━━ RECORDS PROVIDED ━━

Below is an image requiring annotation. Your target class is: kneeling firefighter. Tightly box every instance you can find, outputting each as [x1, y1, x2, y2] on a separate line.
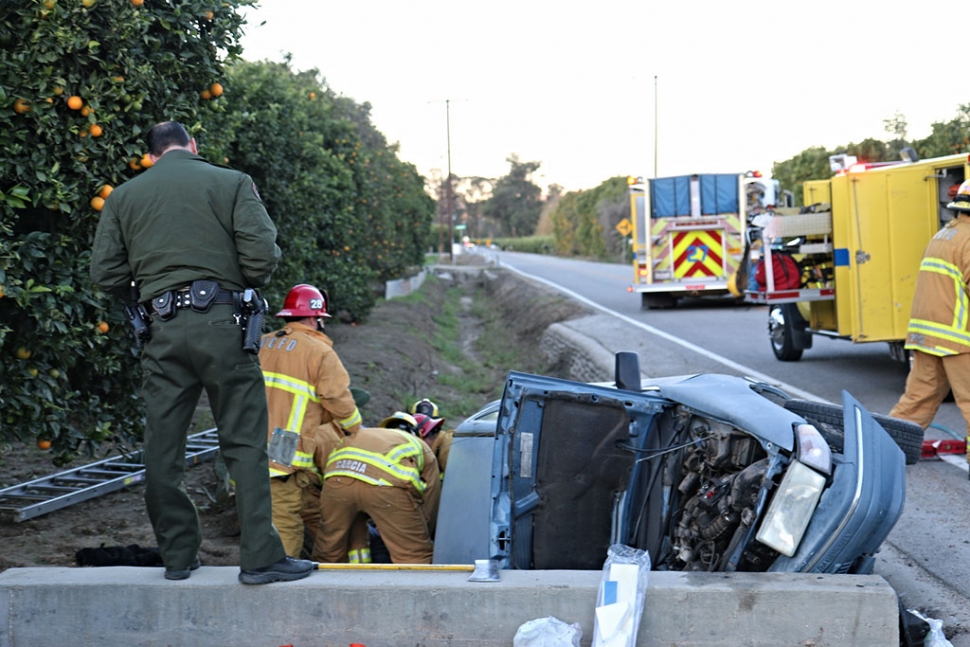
[312, 425, 440, 564]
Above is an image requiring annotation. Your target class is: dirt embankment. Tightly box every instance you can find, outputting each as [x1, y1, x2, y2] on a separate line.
[0, 262, 588, 572]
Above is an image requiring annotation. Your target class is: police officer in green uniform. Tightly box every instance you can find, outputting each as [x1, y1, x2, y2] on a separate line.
[90, 121, 314, 584]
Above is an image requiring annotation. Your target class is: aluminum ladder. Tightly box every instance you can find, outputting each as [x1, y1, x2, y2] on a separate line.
[0, 428, 220, 522]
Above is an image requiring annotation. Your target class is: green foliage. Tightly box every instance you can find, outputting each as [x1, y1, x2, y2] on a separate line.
[915, 103, 970, 159]
[481, 155, 543, 237]
[0, 0, 253, 459]
[550, 176, 628, 259]
[773, 105, 970, 205]
[203, 59, 435, 320]
[1, 5, 436, 457]
[489, 235, 555, 254]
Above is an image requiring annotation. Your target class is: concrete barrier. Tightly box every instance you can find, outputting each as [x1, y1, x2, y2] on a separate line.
[0, 566, 898, 646]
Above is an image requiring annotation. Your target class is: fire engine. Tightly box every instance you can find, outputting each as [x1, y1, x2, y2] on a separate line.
[628, 172, 790, 309]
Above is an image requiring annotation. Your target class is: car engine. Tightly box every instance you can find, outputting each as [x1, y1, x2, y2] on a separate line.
[664, 414, 779, 571]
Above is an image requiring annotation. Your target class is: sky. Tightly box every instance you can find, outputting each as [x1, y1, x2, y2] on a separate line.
[239, 1, 967, 194]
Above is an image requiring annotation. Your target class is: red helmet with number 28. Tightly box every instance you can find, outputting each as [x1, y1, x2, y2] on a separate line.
[275, 284, 331, 318]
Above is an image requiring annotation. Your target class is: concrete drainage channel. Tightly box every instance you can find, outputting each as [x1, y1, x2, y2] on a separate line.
[0, 264, 903, 646]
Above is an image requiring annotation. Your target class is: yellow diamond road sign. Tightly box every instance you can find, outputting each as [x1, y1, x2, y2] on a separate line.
[616, 218, 632, 236]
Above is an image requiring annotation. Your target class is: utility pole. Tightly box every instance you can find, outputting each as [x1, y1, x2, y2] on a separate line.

━━━

**TRY IT**
The records above should be repeated exactly, with every picture omitted.

**RESULT BELOW**
Below is an image requiring annotation. Your target class is: kneeling firefighter. Tightly box every instance you can find, outputting each as [x1, y1, x2, y2] on a separate line.
[312, 425, 440, 564]
Above is an image requiring annotation. Your target class is: dirt embankment. Tightly box every instance you can find, outputting each as [x1, y1, x2, y2] on a separate line.
[0, 262, 588, 572]
Above is an image requiring annotation. Your target class is: police officer in green uniform. Tightly box every instance you can find, outputting each as [x1, y1, x2, y2] on a separate line.
[90, 121, 314, 584]
Above is an image requiring annotation. Your target class is: aluminum ladder. Tightly box every instance you can find, outputting each as [x1, y1, x2, y2] on a separate line.
[0, 428, 220, 522]
Above is an image requiring annotation. Your target class is: green foliage. Tightly box every instance you can find, outputting each as [x1, y1, x2, y2] on a separate line.
[915, 103, 970, 159]
[481, 155, 543, 237]
[0, 0, 253, 459]
[550, 176, 628, 259]
[773, 105, 970, 205]
[203, 59, 435, 320]
[1, 5, 436, 457]
[489, 235, 555, 254]
Above is an image requiring annotation. Your target class is: concrete barrier. Tightly box every instance you can find, outputting each as [x1, y1, x2, y2] on a separate line.
[0, 566, 898, 646]
Above is an image requiring annotation. Your target class is: fire engine. Tightly box every instance you can find, outputting each as [x1, y1, x2, y2] on a separate line.
[628, 172, 790, 309]
Above is an image requiring annotation. Your target class is: car engine. Tightly box every instance you can find, outputting each as [x1, y1, x2, y2] on a separate line.
[664, 414, 779, 571]
Above is an image requiring annotation. Your target class is: sky. Tightly box every instance you can find, outputting each as [x1, y1, x2, y2] on a separate line.
[239, 1, 967, 194]
Above is an image requiring annotation. Your target class is: red helmet with number 28. Tightly box every instance you can find, outputting each as [x1, y1, x2, y2] on a separate line.
[275, 284, 331, 318]
Above is an image requiring annotation. Your target class is: concrete drainage channel. Tightly box every instance you can find, outputting each as [x1, y1, x2, y2] on a separate line.
[0, 264, 903, 646]
Above is an image requiring annotation. Your target class is: yellow diamond road sign. Tightly box every instance you can find, outputting each as [x1, y1, x2, y2] on a separate line.
[616, 218, 632, 236]
Above is an image requiring annotation. Your target class is: utility pole. Tightly box every instance you can find, outputting each as [x1, y1, x2, y2] on a separate line.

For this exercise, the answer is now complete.